The Burj Al Alam (English: "World Tower") was a proposed 108-story,  hyperboloid skyscraper in the Business Bay area of Dubai, United Arab Emirates, though the project's roots are in a 101-storey design called "Fortune 101" and slated for the Dubai Marina area. It was designed to resemble a crystal flower. If constructed, it would have become one of the world's tallest buildings. The tower was one of the projects of the Fortune Group, which has a number of other projects in Dubai such as the Fortune Bay and Fortune Tower.

The proposed building plan contained 74 floors of office space, a retail area at the base, and a hotel and serviced apartments in the top 27 floors. A 5-star hotel section would contain the highest hotel rooms in the world. The building would also feature a 6-storey crown that contained a Turkish bath, sky garden, and other club facilities.

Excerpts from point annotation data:

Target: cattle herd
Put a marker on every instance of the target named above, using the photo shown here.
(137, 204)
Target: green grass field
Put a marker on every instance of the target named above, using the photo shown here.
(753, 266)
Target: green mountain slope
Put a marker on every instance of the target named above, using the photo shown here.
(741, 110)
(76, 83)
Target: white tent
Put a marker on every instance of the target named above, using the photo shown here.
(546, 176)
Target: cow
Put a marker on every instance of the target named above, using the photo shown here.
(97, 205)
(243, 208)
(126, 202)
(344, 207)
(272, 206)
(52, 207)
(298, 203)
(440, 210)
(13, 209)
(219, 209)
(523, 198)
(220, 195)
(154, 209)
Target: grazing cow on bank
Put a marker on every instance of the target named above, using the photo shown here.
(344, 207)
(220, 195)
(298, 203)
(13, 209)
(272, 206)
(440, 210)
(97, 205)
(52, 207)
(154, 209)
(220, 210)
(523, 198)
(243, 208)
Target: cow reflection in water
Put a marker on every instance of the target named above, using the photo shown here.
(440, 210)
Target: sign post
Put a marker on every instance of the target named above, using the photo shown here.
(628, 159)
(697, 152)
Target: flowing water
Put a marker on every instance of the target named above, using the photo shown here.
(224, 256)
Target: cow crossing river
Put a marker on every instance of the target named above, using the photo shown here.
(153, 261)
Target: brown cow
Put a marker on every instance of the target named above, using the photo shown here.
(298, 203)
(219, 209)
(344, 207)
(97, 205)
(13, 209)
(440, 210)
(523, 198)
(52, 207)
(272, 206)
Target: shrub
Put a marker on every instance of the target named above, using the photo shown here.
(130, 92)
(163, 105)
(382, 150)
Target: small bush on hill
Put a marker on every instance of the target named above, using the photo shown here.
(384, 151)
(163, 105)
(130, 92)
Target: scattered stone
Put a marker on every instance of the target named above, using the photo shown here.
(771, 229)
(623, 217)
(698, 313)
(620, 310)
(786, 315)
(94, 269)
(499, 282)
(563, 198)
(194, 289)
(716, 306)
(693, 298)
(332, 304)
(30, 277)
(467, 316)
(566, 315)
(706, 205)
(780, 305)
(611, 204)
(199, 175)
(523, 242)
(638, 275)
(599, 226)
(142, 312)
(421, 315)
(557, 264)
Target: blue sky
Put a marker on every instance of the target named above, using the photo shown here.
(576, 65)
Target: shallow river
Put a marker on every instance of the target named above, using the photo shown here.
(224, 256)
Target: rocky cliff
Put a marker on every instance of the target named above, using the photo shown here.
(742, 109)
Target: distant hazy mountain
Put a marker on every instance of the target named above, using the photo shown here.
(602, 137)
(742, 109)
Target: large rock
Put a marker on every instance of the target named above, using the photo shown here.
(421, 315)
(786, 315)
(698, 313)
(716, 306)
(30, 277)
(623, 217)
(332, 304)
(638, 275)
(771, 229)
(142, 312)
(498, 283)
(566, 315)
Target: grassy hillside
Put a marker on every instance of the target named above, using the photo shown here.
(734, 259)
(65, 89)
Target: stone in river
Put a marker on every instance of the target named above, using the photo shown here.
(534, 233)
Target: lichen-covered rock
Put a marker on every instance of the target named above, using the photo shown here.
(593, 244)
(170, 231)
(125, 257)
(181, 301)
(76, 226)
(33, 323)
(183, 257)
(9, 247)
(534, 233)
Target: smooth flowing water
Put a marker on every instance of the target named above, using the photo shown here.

◆ Given task 1 ◆
In the Burj Al Alam text above, transcribe the stretch from "The proposed building" through "other club facilities.".
◆ Given task 2 ◆
Render this sentence from the Burj Al Alam text into Spanish: "A 5-star hotel section would contain the highest hotel rooms in the world."
◆ Given task 3 ◆
According to the Burj Al Alam text, how many floors of office space did the proposed building plan include?

◆ Expected answer 1 ◆
The proposed building plan contained 74 floors of office space, a retail area at the base, and a hotel and serviced apartments in the top 27 floors. A 5-star hotel section would contain the highest hotel rooms in the world. The building would also feature a 6-storey crown that contained a Turkish bath, sky garden, and other club facilities.

◆ Expected answer 2 ◆
Una sección de hotel de 5 estrellas albergaría las habitaciones de hotel más altas del mundo.

◆ Expected answer 3 ◆
74 floors.